The exercise calls for exact output of the lines between the one that contains "Point to the long blade of grass." and the end of the data, with both ends kept and pictures left out.

### Material for this task
----

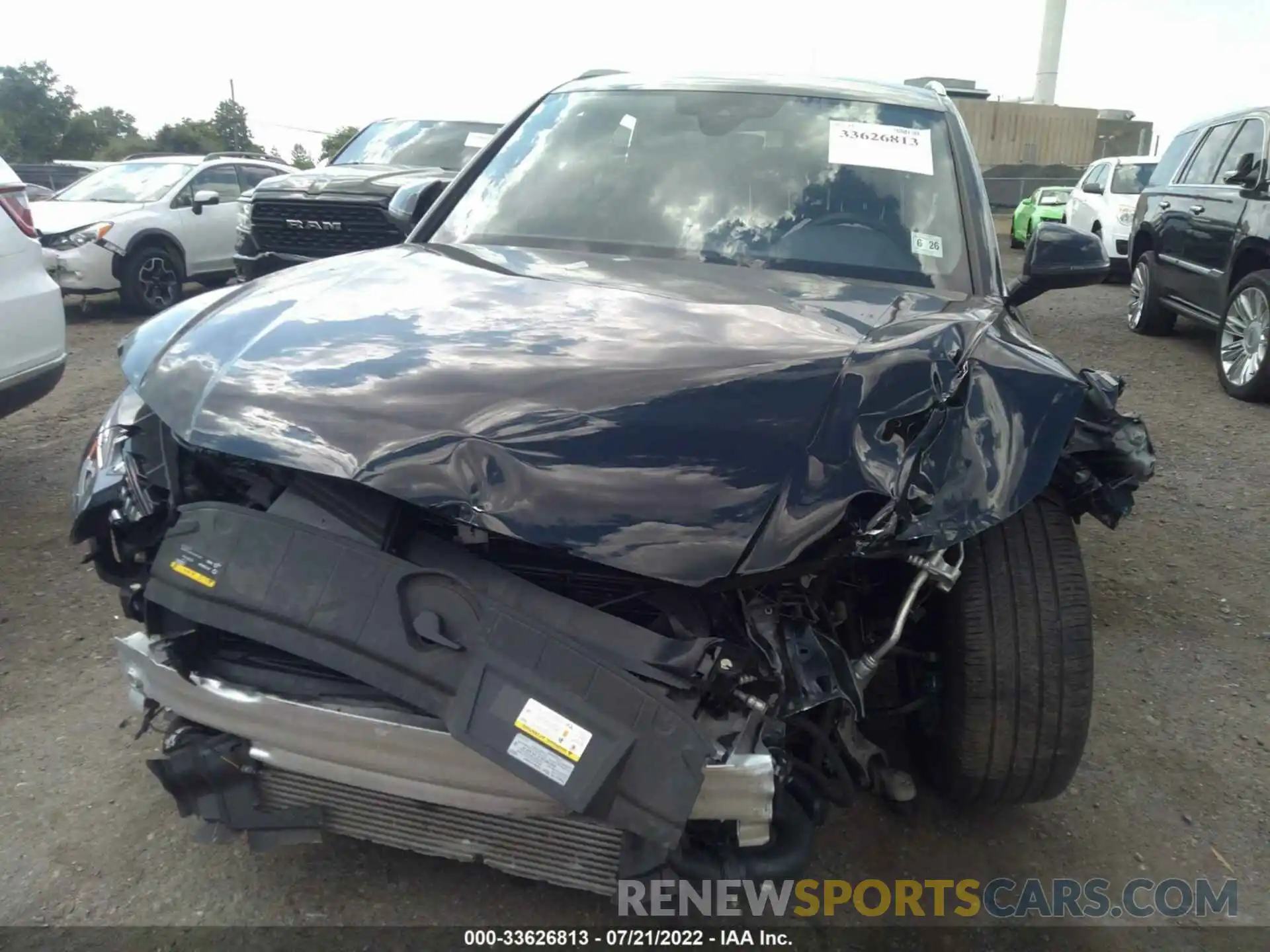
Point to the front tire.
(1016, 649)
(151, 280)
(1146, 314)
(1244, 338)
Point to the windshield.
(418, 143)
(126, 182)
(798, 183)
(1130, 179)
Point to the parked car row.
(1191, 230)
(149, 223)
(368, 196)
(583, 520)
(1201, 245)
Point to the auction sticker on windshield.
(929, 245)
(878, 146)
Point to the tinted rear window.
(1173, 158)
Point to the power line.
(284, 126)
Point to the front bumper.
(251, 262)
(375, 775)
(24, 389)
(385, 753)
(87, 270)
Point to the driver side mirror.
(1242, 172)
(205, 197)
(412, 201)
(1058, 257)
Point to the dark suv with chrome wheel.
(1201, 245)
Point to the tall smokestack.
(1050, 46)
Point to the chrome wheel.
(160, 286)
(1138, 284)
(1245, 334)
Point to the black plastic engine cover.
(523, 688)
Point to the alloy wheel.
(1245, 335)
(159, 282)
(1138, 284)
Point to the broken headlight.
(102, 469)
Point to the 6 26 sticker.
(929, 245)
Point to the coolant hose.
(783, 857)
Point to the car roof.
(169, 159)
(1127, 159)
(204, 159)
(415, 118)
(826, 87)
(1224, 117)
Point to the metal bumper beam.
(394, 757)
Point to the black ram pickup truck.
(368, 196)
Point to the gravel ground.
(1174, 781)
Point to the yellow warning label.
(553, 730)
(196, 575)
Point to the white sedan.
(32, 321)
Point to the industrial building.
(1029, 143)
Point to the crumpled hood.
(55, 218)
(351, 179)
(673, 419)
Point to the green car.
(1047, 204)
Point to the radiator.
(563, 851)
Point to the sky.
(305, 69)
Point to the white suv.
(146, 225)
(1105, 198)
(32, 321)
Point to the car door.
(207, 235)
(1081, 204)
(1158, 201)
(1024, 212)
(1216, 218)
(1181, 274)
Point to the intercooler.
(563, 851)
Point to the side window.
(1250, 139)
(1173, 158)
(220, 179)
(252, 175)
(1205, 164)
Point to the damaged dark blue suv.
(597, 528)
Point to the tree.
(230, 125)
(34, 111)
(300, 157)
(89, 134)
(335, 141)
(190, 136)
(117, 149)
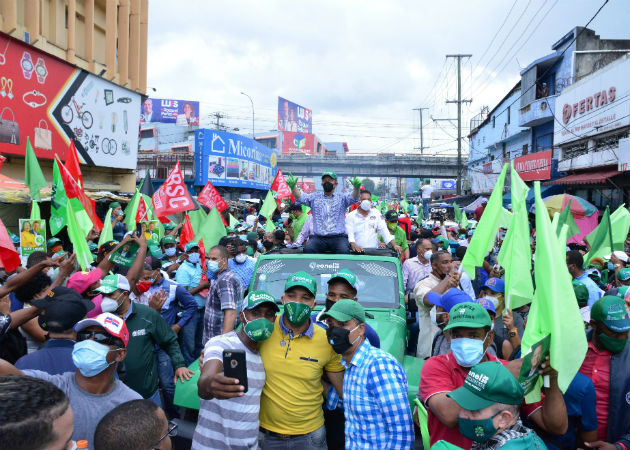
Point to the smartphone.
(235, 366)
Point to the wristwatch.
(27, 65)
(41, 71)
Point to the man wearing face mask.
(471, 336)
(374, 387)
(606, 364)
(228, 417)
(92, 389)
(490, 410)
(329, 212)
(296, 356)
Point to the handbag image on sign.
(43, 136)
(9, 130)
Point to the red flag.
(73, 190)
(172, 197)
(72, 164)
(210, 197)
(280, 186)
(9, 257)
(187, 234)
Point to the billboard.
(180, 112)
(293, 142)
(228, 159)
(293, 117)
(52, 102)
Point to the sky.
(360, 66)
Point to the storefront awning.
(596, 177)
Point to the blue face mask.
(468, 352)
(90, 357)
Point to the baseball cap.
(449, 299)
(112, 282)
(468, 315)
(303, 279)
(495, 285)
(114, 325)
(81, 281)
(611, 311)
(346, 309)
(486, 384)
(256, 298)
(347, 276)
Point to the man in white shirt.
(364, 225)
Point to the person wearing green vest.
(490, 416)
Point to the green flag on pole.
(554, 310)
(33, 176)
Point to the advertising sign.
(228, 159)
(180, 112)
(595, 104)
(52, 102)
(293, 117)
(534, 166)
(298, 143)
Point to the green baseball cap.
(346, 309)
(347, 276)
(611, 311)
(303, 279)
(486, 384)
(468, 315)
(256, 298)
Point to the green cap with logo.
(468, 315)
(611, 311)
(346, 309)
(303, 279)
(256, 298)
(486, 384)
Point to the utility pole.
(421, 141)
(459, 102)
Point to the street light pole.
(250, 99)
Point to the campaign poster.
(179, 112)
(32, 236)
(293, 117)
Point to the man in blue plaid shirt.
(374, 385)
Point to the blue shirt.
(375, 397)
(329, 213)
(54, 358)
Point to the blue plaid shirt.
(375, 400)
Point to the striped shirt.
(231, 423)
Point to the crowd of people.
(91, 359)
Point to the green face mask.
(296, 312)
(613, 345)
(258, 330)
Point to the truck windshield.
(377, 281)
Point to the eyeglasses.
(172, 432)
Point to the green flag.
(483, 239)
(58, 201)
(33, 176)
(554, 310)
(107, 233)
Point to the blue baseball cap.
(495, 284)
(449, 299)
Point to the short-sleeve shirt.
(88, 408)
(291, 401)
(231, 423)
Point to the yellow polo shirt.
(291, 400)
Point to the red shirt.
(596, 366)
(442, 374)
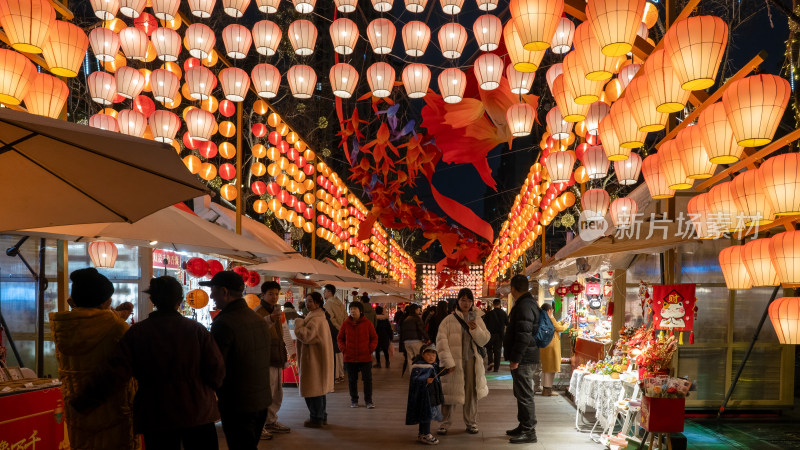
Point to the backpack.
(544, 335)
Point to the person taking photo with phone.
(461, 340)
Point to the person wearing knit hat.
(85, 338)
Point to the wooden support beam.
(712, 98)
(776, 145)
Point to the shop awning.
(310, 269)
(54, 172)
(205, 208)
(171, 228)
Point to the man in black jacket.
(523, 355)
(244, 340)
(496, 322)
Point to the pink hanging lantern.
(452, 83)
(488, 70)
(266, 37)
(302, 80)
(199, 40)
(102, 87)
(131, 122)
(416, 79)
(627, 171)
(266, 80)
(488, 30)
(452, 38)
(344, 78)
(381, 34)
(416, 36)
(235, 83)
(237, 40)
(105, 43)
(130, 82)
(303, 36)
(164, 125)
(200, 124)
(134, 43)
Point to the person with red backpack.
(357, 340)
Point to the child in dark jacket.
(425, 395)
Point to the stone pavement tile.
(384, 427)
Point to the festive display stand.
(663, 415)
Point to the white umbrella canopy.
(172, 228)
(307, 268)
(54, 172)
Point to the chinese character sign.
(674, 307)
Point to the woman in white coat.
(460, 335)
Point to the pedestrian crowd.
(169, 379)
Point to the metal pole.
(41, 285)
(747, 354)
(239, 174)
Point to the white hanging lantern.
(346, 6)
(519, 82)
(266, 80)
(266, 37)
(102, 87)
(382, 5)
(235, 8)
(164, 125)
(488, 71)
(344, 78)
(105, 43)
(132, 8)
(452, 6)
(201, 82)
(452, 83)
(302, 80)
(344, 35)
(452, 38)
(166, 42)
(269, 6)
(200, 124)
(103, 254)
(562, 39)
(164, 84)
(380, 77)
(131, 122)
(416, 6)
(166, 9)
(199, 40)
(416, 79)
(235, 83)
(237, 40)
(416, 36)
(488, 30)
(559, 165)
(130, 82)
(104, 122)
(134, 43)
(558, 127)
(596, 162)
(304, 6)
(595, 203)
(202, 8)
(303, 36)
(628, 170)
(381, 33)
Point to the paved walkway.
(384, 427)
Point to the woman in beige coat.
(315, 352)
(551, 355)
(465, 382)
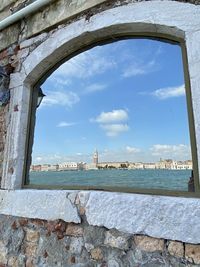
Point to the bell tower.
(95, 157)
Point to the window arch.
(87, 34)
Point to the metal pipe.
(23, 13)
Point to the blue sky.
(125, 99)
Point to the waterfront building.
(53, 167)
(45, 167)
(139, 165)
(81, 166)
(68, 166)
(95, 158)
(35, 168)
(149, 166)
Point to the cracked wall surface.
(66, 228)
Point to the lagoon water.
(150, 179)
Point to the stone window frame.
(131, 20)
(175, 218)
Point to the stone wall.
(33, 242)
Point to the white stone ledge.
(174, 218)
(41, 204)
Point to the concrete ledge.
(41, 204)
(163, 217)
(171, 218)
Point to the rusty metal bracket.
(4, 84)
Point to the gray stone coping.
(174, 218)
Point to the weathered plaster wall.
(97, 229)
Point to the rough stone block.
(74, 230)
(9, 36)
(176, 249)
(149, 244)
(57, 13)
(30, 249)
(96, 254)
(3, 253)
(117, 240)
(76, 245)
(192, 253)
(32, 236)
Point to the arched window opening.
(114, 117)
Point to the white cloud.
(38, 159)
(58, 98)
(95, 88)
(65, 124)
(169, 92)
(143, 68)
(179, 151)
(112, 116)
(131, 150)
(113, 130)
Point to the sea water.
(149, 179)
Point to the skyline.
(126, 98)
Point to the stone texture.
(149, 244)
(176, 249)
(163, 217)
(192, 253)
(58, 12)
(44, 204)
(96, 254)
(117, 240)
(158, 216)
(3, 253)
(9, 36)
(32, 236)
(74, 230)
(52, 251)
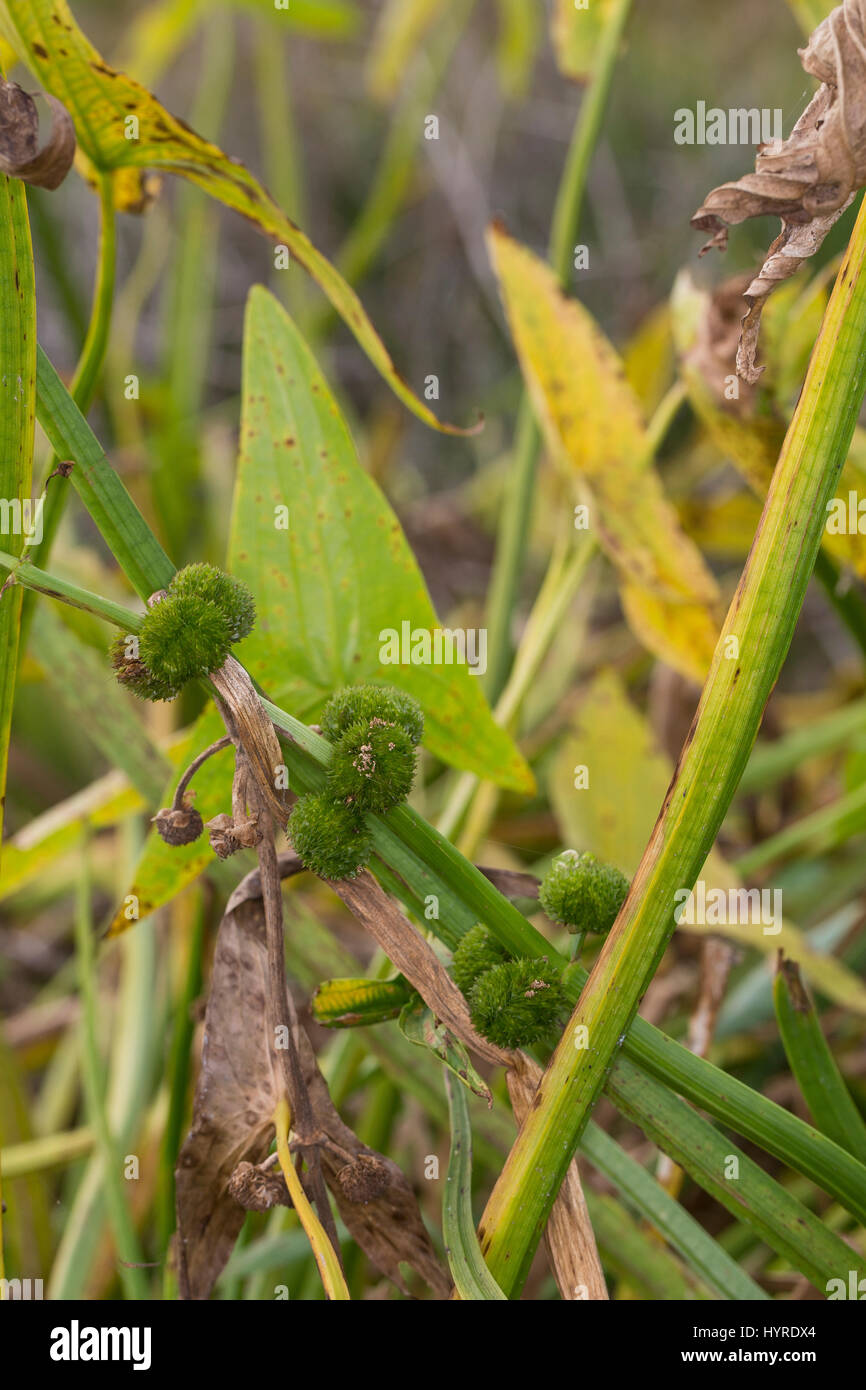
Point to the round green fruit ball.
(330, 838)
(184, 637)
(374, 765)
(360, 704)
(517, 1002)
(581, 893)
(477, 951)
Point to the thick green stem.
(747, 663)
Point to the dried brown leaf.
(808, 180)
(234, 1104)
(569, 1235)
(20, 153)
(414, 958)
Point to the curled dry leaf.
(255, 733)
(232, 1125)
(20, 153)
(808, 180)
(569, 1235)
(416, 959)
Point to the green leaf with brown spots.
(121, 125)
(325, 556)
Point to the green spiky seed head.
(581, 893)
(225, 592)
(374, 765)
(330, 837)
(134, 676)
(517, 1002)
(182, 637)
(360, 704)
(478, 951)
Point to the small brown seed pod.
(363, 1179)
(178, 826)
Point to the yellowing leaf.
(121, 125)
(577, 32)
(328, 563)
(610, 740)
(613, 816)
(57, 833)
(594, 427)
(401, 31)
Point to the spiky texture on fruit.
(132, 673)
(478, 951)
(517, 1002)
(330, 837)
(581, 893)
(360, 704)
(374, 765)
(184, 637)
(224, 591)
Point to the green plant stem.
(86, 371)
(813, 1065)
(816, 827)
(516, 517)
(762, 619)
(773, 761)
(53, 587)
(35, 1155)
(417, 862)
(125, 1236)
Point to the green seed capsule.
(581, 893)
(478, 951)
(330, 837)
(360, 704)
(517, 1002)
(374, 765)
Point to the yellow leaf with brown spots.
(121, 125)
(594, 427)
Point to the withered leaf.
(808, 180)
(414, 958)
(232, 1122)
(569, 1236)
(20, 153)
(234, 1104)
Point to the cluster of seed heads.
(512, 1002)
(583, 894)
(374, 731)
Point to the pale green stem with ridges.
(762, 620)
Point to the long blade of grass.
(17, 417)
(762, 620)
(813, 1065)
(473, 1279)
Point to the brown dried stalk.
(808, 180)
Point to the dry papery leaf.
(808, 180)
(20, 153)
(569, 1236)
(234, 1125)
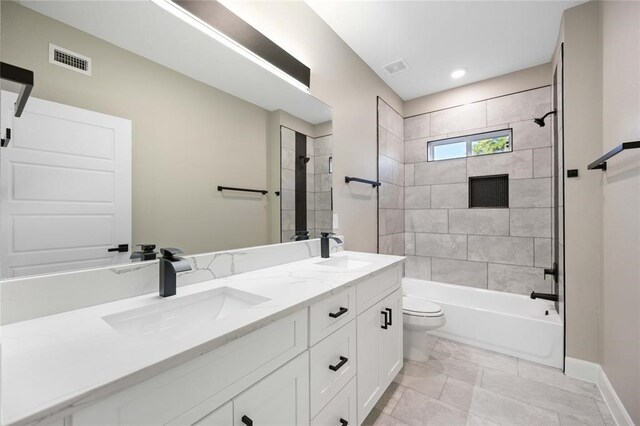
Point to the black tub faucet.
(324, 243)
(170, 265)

----

### Your solution
Point to the long blade of grass.
(17, 417)
(762, 620)
(813, 1065)
(473, 1279)
Point to the brown dried stalk.
(808, 180)
Point to the dry papery leaf.
(808, 180)
(20, 153)
(569, 1236)
(234, 1125)
Point to the black tub faucet.
(324, 243)
(170, 265)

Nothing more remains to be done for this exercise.